- Yazılı Alıştırma
Mahkeme kararına göre davaya konu trafik kazasının hangi tarihte gerçekleştiğini yazın.

- Okuma Metni
######

Emsal Mahkeme Kararı Samsun Asliye Ticaret Mahkemesi 2022/747 E. 2023/608 K. 15.05.2023 T.

Görüntülediğiniz mahkeme kararı henüz kesinleşmemiştir. Yararlı olması amacıyla eklenmiştir.

T.C. SAMSUN ASLİYE TİCARET MAHKEMESİ Esas-Karar No: 2022/747 Esas – 2023/608
/// TÜRK MİLLETİ ADINA ///

T.C.
SAMSUN
ASLİYE TİCARET MAHKEMESİ
GEREKÇELİ KARAR
ESAS NO : 2022/747 Esas
KARAR NO : 2023/608

HAKİM :
KATİP :

DAVACI :
VEKİLİ :
DAVALI :
VEKİLİ :
DAVALI :
DAVA : Tazminat (Haksız Fiilden Kaynaklanan)
DAVA TARİHİ : 24/05/2022
KARAR TARİHİ : 15/05/2023
GEREKÇELİ KARAR TARİHİ : 12/06/2023

Mahkememizde görülen Tazminat davasının yapılan açık yargılamasının sonunda,
GEREĞİ DÜŞÜNÜLDÜ:
Davacı vekili DAVA dilekçesi ile özetle: Müvekkili davacıların oğlu (engelli) …’a ait olan … plakalı araca, davalı sigorta şirketine ZMMS ve KASKO sigorta poliçesi ile sigortalı ve diğer davalı …’na ait olan … plakalı aracın çarpması şeklinde gerçekleşen 31.03.2021 tarihli trafik kazasında, davacıya ait aracın hasar gördüğünü ve ve buna bağlı olarak değer kaybettiğini, sigorta şirketince belirlenen hasar tutarının davacılara ödenmek istendiğini fakat tutarın cüzi olduğunu ve davacıların aracın yetkili servis … Samsun Şubesi’nde tamir edilmesini istediklerini, sigorta şirketinin davadan önce … ile …’a ayrı ayrı 35.000-TL ödediğini, fakat Samsun 3. Sulh Hukuk Mahkemesi’nin 2021/49 D.İl sayılı dosyasından alınan rapor ile de saptandığı üzere tamir masrafının bu tutarın çok üzerinde olduğunu, değer kaybı zararı ile aracın kullanılmadığı süre zarfında oluşan araç mahrumiyet zararının, ayrıca sigorta şirketi ile uzlaşma süresi boyunca aracın park halinde olduğu yetkili servise ödenen otopark ücretinin de tazmin edilmesi gerektiğini, sigorta şirketine yapılan müracaatın sonuçsuz kaldığını ve davadan önceki zorunlu arabuluculuk görüşmelerinin olumsuz sonuçlandığını beyanla, fazlaya dair talep ve dava hakkı saklı kalmak kaydıyla onarım bedeli 27.000-TL’nin, araç mahrumiyet zararı 5.000-TL’nin, otopark ücreti 1.000-TL’nin ve değer kaybı zararı 27.000-TL’nin kaza tarihinden itibaren işleyecek ticari faiziyle birlikte sorumlu oldukları ölçüde davalılardan tahsilini talep etmiştir.

######

- Verilen Bilgiler

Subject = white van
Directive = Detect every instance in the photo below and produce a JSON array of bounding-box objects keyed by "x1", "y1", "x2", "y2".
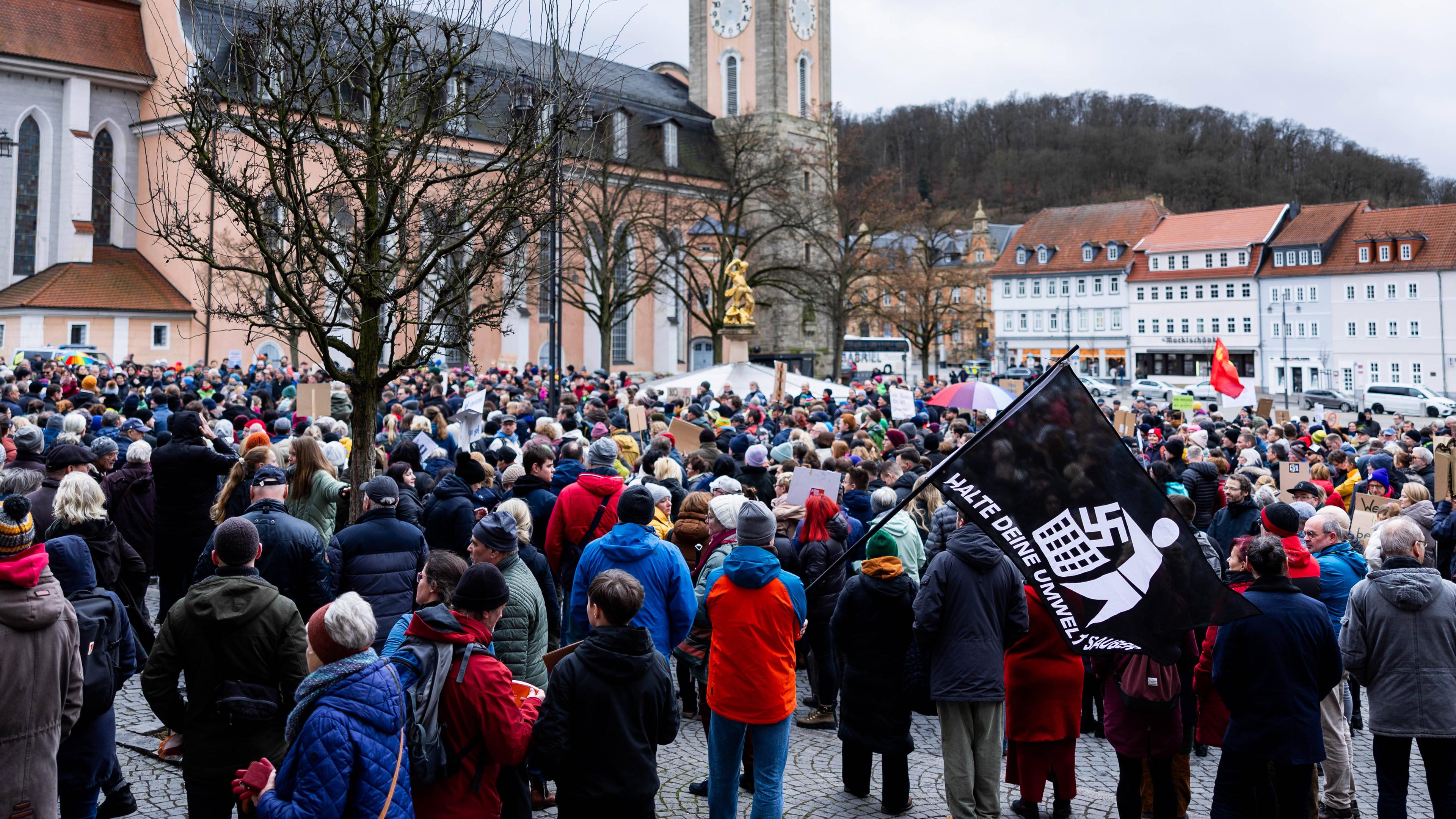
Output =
[{"x1": 1361, "y1": 383, "x2": 1456, "y2": 418}]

######

- Çözüm
Kaza 31.03.2021 tarihinde gerçekleşmiştir.